GIVEN DATA ▸
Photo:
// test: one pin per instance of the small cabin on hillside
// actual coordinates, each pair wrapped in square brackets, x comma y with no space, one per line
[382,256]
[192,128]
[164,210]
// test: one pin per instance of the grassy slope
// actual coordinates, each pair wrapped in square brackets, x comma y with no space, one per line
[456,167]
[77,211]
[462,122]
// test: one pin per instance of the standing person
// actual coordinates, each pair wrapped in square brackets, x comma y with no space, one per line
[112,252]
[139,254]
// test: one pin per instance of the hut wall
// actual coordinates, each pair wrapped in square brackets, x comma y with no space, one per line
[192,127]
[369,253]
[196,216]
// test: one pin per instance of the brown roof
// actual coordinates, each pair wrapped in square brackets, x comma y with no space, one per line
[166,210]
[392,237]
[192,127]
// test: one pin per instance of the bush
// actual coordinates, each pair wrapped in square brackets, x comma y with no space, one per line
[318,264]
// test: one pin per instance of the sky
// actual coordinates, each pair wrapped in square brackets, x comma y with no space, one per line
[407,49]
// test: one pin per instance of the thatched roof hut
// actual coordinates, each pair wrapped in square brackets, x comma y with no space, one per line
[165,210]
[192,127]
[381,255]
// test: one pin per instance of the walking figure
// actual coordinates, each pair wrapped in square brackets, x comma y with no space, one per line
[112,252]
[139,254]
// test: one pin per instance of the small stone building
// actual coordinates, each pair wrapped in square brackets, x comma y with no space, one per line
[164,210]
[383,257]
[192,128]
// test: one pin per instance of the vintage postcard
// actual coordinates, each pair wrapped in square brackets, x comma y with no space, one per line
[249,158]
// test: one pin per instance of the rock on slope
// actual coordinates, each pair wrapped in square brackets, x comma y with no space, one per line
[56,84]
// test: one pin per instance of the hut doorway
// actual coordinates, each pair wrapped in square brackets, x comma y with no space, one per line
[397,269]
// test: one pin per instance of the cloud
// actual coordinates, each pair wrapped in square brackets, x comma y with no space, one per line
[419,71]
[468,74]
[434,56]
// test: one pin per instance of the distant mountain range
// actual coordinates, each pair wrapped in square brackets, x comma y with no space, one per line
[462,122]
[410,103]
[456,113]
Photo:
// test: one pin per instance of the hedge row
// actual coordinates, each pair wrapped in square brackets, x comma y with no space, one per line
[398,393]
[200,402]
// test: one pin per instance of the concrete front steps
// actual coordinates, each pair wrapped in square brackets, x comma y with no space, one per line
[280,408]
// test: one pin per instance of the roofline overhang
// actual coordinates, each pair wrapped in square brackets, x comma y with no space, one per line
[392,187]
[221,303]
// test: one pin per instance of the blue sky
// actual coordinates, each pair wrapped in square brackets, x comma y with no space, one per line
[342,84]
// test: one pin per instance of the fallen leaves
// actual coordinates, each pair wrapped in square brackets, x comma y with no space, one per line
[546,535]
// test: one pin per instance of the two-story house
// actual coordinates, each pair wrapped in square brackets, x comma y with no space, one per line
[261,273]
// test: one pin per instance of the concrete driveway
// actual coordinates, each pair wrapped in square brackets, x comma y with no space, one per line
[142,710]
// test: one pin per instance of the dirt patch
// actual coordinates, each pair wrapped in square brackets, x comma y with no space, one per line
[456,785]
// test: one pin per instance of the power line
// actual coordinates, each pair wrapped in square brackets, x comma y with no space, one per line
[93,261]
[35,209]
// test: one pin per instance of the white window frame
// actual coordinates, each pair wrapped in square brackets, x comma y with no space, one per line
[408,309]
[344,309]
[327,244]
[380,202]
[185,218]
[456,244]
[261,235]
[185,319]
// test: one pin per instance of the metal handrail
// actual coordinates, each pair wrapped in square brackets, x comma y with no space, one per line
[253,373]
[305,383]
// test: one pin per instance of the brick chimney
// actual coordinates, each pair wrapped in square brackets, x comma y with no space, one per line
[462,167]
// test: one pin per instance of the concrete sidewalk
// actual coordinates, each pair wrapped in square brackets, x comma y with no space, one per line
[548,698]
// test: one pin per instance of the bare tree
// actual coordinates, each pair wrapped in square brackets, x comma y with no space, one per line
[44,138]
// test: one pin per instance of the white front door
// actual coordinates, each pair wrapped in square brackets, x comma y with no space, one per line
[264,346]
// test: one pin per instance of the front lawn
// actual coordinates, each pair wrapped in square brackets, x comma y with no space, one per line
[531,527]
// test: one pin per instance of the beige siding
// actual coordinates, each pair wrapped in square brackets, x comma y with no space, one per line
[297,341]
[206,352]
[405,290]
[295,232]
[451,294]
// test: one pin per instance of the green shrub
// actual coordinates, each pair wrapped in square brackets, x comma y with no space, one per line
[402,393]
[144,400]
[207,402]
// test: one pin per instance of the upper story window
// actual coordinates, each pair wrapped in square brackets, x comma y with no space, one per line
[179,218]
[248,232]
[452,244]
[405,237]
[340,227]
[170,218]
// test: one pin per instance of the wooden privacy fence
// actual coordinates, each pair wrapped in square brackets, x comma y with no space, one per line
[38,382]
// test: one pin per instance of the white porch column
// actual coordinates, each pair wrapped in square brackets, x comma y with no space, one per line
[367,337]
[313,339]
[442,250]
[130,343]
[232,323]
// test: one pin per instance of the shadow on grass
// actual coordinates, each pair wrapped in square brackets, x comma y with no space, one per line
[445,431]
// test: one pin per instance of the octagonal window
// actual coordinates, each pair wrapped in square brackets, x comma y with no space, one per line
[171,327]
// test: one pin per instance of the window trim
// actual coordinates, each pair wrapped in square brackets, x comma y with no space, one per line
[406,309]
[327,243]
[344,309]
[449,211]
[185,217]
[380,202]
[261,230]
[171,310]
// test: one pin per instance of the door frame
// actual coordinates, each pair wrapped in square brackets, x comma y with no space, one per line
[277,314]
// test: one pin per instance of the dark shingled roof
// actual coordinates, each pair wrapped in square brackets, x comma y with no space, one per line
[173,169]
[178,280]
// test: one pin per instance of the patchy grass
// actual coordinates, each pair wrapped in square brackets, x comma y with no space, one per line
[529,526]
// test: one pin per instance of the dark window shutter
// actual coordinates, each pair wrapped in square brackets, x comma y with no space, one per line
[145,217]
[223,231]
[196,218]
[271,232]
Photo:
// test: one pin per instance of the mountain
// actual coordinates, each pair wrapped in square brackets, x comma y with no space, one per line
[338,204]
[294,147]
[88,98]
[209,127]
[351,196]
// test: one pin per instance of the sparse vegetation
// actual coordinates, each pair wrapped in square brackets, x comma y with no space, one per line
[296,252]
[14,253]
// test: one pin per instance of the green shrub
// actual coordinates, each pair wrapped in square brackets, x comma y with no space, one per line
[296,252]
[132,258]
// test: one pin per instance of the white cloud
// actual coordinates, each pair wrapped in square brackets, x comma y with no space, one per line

AIM ▸
Rewrite the material with "actual coordinates" swapped for "exact coordinates" everywhere, leaving everything else unchanged.

COMPLETED EXERCISE ▸
Photo:
// test: one pin per instance of the small cabin on hillside
// exact coordinates, each pair wrapped in square brackets, x comma y with no space, one per line
[382,256]
[192,128]
[164,210]
// test: one pin per instance of the grassy slope
// exact coordinates, each pair wrapped in square brackets, x comma y with no space, one per line
[456,167]
[77,211]
[462,122]
// test: one pin per instance of the standing person
// exact coordinates, each pair wrapped in square brackets, x comma y with no space, one per line
[112,252]
[139,254]
// test: one pin per instance of the hut wall
// exact coordinates, each pair wrapped in square brackets, x comma y with no space, one per line
[192,127]
[369,253]
[196,216]
// test: one pin per instance of the brown roof
// exact coordinates, each pair wrapped in square brackets, x comma y with no space, one per line
[166,210]
[392,237]
[192,127]
// test: one pin per instance of the bush
// exact coordinates, each pair wrapped in square brackets, x comma y with no space, one per line
[318,264]
// test: one pin per instance of the sky
// exact coordinates, each pair wrapped in square brackets, x comma y with no space, one per line
[407,49]
// test: one pin per instance of the thatched roof hut
// exact coordinates, each pair wrapped in square brackets, x comma y with no space, one per line
[165,210]
[192,127]
[381,255]
// test: one pin per instance of the walking figure
// exact coordinates, each pair wrapped in square brackets, x comma y with no space, one per line
[112,252]
[139,254]
// test: one pin per instance of the small stone building
// exact coordinates, each pair wrapped in square brackets, x comma y with no space, one per line
[164,210]
[383,257]
[192,128]
// test: one pin per instance of the vintage postcard
// exact coordinates, each pair wrapped in square brackets, x comma y with no space, one per line
[249,158]
// test: one pin per instance of the rock on slope
// exact coordinates, each pair wrapped in square brackets, x comma y with no space, one per line
[56,84]
// test: one pin per instance of the hut doorway
// exact coordinates, each pair wrapped in square brackets, x comma y with no space, one per line
[397,269]
// test: one pin per instance of the cloud
// exact coordinates, each pair wrapped in square brackets, x comma y with no space, one per line
[419,71]
[468,74]
[434,56]
// test: one pin per instance of the distant mountain range
// exact coordinates, each pair wrapped in square brackets, x comma y with no space, one per line
[462,122]
[410,103]
[456,113]
Photo:
// test: one pin per instance of the hedge row
// exact coordinates, each pair wrapped in square brackets, x comma y with no space, one per line
[398,393]
[200,402]
// test: one pin per instance of the concrete front steps
// exact coordinates, each pair wrapped in square brackets, x comma y with no space, one per line
[280,408]
// test: one pin per instance of the roofline overhang
// exact coordinates, each pair wrapped in square brackets, x comma y with no space, one per line
[392,187]
[221,303]
// test: one pin per instance of the blue sky
// exact coordinates, each pair wrapped in square brackets, x comma y with no space, one per line
[342,84]
// test: one pin per instance of the fallen leaves
// exact coordinates, each pair wrapped in square brackets, x comma y with no space, one per line
[546,535]
// test: one pin per instance of the two-story house
// exact coordinates, each pair wrapped in square brackets, x comma y with no space, one per line
[261,273]
// test: one pin per instance of the concrete driveway
// exact coordinates, each pair wrapped in square brackets, x comma y with no space, one per line
[142,710]
// test: one pin per instance of the dirt patch
// exact coordinates, each pair wrapped in square brackets, x comma y with no space, one per line
[456,785]
// test: one pin per instance of the power line
// exact coordinates, each pair wrapped in square brackets, x comma y with no space, one per line
[93,261]
[35,209]
// test: one pin per instance of the white window frame
// exact coordinates, each pair wrapped in square brackets, x comma y with no space, one per line
[408,309]
[344,309]
[327,244]
[380,202]
[185,218]
[456,244]
[261,235]
[185,319]
// test: one pin per instance of the metal handrail
// exact coordinates, each pair wrapped in square brackets, x comma y with no space, one per line
[253,373]
[305,383]
// test: one pin per instance of the brick chimney
// exact coordinates, each pair wrapped in square brackets, x comma y with no space, one per line
[462,167]
// test: one pin per instance of the concrete sidewalk
// exact coordinates, each pair wrapped in square brackets, x comma y with no space, one per line
[548,698]
// test: one pin per instance of the bare tree
// exact coordinates, each pair wrapped in square brackets, x comma y with no space, one per line
[44,138]
// test: one pin per instance of the white front door
// exact coordinates, each pair wrapped in square brackets, x comma y with no space, one per line
[264,346]
// test: one pin per instance of the front lawn
// exact coordinates, each pair wrapped in square brackets, x comma y with no space, one per line
[531,527]
// test: one pin per instance of the beige siding
// exact coordinates, each pair wrapped in square brackets, x comma y with no space, one per line
[297,341]
[206,352]
[405,290]
[295,232]
[451,294]
// test: one pin per instance of the green shrub
// exact coordinates, each pair wrapped in square brackets, x comma y with no space, one per line
[402,393]
[144,400]
[207,402]
// test: one pin per instance of the upper story window
// exact coordinates, each pair wrapped in square brackets, x comma y with no space, one per line
[179,218]
[248,232]
[452,244]
[405,237]
[340,227]
[170,218]
// test: one pin per instance of the wooden privacy fence
// exact coordinates, each pair wrapped in square brackets, x comma y with no space, one per line
[38,382]
// test: one pin per instance of the white porch column
// exact coordinates, each pair wrapped in square brackets, x comma y with no space, one per line
[367,337]
[313,339]
[442,250]
[130,343]
[232,323]
// test: one pin per instance of the shadow on grass
// exact coordinates, each pair wrapped in square brackets, x comma y with no space, one per line
[445,431]
// test: one pin per instance of the octagonal window
// exact coordinates, each pair wrapped in square brackets, x comma y with no space, one per line
[171,327]
// test: one pin per instance of the window trim
// exact coordinates, each pair wrapped in square brackets, x comma y with no space, one per line
[406,309]
[327,243]
[344,309]
[449,211]
[185,217]
[380,202]
[261,230]
[171,310]
// test: one pin per instance of the door frame
// exact coordinates, each pair wrapped in square brackets, x comma y with no space, one per line
[277,314]
// test: one pin per instance of the dark shingled roof
// exact coordinates, each pair wrapped in square brackets, x comma y with no space, one per line
[173,169]
[178,280]
// test: one pin per instance of the patchy grass
// exact coordinates, each pair wrapped in square brackets, x comma y with no space, one per line
[529,526]
// test: one pin per instance of the dark window shutter
// exact coordinates, each pair wrapped in square brackets, x comma y with no space, one per line
[145,217]
[223,231]
[196,218]
[271,232]
Photo:
// test: one pin per instance of the mountain
// exact coordinates, each pair wrapped in square brackets, x comma y with no space, one per line
[338,204]
[294,147]
[88,98]
[209,127]
[351,196]
// test: one pin per instance of the sparse vegetation
// exact coordinates, each pair wrapped in square brackets, x comma y with no space, one per line
[296,252]
[14,253]
// test: one pin per instance of the green shrub
// exact coordinates, each pair wrapped in square brackets, x comma y with no space, one per line
[296,252]
[132,258]
// test: one pin per instance of the white cloud
// exact coordinates, each pair wrapped in square brackets, x comma y with no space, one per line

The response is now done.